Short task -
Pull out every line of the items that contains the string "facade", copying each line as it appears. Case counts.
+++ Dataset rows
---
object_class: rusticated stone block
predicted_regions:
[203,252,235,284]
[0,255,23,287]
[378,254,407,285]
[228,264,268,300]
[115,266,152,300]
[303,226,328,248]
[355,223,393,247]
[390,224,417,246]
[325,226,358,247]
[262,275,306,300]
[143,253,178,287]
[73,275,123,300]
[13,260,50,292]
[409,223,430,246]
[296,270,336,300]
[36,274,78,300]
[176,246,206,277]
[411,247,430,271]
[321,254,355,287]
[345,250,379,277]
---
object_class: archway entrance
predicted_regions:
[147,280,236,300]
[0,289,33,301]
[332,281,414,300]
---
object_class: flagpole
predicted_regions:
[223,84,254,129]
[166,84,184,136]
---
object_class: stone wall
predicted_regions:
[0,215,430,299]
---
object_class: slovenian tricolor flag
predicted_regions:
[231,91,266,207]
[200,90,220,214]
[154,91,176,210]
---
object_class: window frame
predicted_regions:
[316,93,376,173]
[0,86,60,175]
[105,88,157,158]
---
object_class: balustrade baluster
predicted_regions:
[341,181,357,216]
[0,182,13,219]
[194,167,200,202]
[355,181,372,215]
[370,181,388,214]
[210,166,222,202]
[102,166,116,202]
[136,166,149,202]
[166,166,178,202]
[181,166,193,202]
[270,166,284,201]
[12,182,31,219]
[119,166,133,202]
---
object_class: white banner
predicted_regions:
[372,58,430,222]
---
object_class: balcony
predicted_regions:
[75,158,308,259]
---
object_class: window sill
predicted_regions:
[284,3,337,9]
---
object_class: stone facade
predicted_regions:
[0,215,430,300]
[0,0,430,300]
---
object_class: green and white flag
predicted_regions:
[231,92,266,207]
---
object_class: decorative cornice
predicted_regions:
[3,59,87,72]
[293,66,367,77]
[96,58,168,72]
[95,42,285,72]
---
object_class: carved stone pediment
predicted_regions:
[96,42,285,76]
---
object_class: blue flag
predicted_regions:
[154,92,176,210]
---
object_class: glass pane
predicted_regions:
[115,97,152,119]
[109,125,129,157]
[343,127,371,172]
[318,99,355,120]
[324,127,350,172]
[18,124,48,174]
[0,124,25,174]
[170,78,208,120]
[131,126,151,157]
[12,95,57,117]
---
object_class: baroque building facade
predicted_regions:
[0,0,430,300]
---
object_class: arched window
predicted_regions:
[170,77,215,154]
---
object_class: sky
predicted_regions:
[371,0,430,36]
++++++
Task result -
object_class: stone facade
object_class: baroque building facade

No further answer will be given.